**Text under study**
>>>>
Capitalism must have growth.

When growth stops, an economy becomes "stagnant."  When growth reverses itself, an economy enters a "recession."  If the recession becomes deep enough, or goes on long enough, the economy enters a "depression."

These are bad words, not just for capitalists at the top of the pyramid scheme.  They're bad for everybody involved.  Regular working people lose their jobs and homes.  Small-time stock market plungers lose their savings. 

We'll set aside everything else that's wrong with capitalism - the cozy relationships between capitalists and government, the unfair monopolies, the regulatory capture, the endless greed of the people at the top, the often unspeakable living conditions of the exploited people at the bottom.

Yeah, that stuff is bad.  But humans are generally bad to one another.  It's one of our less endearing qualities.

On a planetary scale, the main problem with capitalism is the insistence on growth.

What's the matter with growth, you say?

July 19, 2013 photo taken by the NASA Cassini spacecraft in orbit around the planet Saturn.  In the foreground are Saturn and its rings.  Far in the distance, 900 million miles away, is the tiny blue dot known as Earth.  


We Live on a Small Planet

The Earth is a closed system.

This means that the amount of matter on Earth remains constant over time.  Nothing is added, and nothing is removed.
<<<<
**Set of tasks**
1/ Duplicate the part of the essay on capitalism and growth between "What's the matter" and "known as Earth.", inclusive.
2/ Go on with the essay on capitalism and growth from the point where it stops.

Items excerpted from a collection
>>>>
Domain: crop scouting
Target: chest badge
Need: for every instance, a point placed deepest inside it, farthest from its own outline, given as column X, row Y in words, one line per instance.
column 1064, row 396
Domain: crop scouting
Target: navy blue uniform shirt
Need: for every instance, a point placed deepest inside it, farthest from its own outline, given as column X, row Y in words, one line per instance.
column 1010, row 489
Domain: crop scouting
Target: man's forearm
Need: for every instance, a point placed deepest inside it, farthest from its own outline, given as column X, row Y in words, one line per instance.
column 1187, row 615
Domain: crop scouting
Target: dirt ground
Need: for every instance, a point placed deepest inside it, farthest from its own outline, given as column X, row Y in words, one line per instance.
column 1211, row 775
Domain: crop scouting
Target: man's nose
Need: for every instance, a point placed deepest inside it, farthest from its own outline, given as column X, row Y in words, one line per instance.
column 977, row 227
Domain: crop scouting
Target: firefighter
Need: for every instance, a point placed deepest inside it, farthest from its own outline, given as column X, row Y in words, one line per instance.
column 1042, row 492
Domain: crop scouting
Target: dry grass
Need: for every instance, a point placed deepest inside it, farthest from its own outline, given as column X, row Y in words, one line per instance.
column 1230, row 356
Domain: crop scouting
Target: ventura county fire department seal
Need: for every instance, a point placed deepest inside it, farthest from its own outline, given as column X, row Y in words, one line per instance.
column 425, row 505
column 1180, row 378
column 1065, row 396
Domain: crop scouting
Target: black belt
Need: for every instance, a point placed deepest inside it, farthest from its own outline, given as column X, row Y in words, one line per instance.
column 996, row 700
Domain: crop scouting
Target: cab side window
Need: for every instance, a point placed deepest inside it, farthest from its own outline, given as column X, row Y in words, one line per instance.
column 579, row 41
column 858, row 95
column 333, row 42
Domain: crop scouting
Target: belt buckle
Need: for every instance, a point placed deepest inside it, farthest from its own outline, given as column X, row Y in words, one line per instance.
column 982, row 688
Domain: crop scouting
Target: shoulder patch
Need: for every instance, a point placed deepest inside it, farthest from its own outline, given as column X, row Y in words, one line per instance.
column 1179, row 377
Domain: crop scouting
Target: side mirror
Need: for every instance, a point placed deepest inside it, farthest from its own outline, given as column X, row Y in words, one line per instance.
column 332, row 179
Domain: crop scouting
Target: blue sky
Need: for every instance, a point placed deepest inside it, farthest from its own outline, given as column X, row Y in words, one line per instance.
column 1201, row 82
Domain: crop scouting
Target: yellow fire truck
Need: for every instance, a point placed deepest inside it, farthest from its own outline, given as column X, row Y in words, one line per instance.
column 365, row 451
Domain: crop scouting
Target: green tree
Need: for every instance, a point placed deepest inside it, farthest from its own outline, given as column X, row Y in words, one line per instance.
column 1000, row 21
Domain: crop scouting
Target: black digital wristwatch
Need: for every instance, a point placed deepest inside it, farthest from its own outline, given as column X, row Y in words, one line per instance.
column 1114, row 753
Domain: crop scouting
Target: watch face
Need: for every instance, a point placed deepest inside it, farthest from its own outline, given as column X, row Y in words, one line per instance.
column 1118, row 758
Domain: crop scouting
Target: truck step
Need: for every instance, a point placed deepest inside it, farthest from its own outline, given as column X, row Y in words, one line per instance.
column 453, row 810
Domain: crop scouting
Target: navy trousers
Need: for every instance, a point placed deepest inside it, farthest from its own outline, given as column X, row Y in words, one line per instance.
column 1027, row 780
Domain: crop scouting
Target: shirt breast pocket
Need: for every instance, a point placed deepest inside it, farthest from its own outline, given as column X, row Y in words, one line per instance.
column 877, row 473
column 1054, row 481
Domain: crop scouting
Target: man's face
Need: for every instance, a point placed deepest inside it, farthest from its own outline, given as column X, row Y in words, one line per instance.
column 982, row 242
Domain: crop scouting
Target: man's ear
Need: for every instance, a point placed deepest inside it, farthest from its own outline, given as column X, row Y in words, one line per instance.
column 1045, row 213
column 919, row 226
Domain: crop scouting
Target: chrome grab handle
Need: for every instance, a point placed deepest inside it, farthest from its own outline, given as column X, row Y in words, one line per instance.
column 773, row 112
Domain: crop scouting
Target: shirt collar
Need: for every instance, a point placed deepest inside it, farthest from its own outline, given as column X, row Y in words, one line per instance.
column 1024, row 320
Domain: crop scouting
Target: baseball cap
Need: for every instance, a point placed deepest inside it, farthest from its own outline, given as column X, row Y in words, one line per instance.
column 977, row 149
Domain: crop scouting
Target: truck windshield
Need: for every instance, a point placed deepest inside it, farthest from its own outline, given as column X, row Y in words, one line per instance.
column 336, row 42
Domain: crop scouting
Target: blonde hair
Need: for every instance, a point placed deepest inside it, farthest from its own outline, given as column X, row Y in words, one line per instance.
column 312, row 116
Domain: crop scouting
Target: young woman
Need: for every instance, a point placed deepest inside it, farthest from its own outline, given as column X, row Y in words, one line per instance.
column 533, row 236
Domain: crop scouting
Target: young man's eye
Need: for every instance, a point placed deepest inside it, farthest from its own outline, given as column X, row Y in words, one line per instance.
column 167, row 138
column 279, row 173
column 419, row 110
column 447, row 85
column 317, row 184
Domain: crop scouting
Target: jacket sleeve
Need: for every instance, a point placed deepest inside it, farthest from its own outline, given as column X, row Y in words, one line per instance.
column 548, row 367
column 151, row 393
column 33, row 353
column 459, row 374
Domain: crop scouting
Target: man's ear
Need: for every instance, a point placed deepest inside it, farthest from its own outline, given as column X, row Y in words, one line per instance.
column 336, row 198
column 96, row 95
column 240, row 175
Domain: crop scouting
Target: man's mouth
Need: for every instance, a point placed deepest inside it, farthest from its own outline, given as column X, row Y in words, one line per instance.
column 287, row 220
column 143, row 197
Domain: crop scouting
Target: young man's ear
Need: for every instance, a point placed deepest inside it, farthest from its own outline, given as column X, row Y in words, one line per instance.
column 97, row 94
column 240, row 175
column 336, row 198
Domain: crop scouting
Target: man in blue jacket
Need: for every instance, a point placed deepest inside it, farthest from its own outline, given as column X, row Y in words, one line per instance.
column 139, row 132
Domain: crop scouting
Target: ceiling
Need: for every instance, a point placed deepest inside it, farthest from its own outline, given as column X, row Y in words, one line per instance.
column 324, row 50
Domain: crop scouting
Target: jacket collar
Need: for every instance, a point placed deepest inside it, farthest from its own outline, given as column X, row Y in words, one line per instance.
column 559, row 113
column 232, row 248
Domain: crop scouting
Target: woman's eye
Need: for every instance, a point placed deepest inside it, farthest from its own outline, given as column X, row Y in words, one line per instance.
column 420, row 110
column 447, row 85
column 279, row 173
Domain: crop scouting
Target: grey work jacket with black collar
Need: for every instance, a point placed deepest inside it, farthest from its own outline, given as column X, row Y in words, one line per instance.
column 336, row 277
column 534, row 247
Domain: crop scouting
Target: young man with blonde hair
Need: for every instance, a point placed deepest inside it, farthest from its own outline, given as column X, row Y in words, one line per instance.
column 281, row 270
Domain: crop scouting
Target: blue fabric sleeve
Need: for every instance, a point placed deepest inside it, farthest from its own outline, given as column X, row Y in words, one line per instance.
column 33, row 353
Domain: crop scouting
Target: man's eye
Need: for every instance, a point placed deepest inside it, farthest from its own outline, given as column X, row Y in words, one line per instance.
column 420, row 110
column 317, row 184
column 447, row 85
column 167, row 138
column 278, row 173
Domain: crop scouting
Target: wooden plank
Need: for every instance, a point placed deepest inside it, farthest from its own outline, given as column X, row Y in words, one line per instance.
<<<<
**Results of the tasks**
1/
What's the matter with growth, you say?

July 19, 2013 photo taken by the NASA Cassini spacecraft in orbit around the planet Saturn.  In the foreground are Saturn and its rings.  Far in the distance, 900 million miles away, is the tiny blue dot known as Earth.

2/
Matter can be changed in form, as when iron ore is mined from the ground and turned into steel, or when trees are cut down to make wood and paper.  But the overall amount of matter stays the same.

This, in turn, means the Earth has limited resources.  There is a point when they run out.

In the course of human history, everything that has ever been made, sold or consumed has come from the Earth.  There is nowhere else it can possibly come from.  

Now, there are fantastic schemes proposed (usually by capitalist billionaires and their paid flunkies) that we can go to the moon or other planets and mine the resources of these places to bring back to Earth.  

The odds don't look good.  In 60 years of space exploration, no one - no country, no company, no conglomeration of countries and companies - has done anything remotely like this, or even come close.

In all likelihood, we are stuck with the resources available here on this planet, which are finite and will not last.  

And yet, the constant mantra, under capitalism, is for growth.  We want more of everything - more and better cars, more food for the world's growing population, more and bigger homes for wealthy Westerners to live in, more games, more movies, more TV channels, more nifty high-tech gizmos.  

We want more.  We need more.  

And that includes more people.  In the year 1800, there were roughly 1 billion people on Earth.  It took from the dawn of time to 1800 for that many people to accumulate.  In the roughly 200 years since, we've added another 7 billion. 

If you chart that on a graph, it looks like this:

If this was revenue growth, a capitalist would love it.  It is the "J curve" or "hockey stick" that every money monger wants to see.  And as a general rule, more people does lead to more revenue.


The two states are incompatible.  You can't have unending growth in an environment that is limited.  

Cancer cells attempt to do this, and eventually they kill their host.  Viruses do the same thing.

What we need to do is shift our perspective, and think about a different approach to economics and to human civilization.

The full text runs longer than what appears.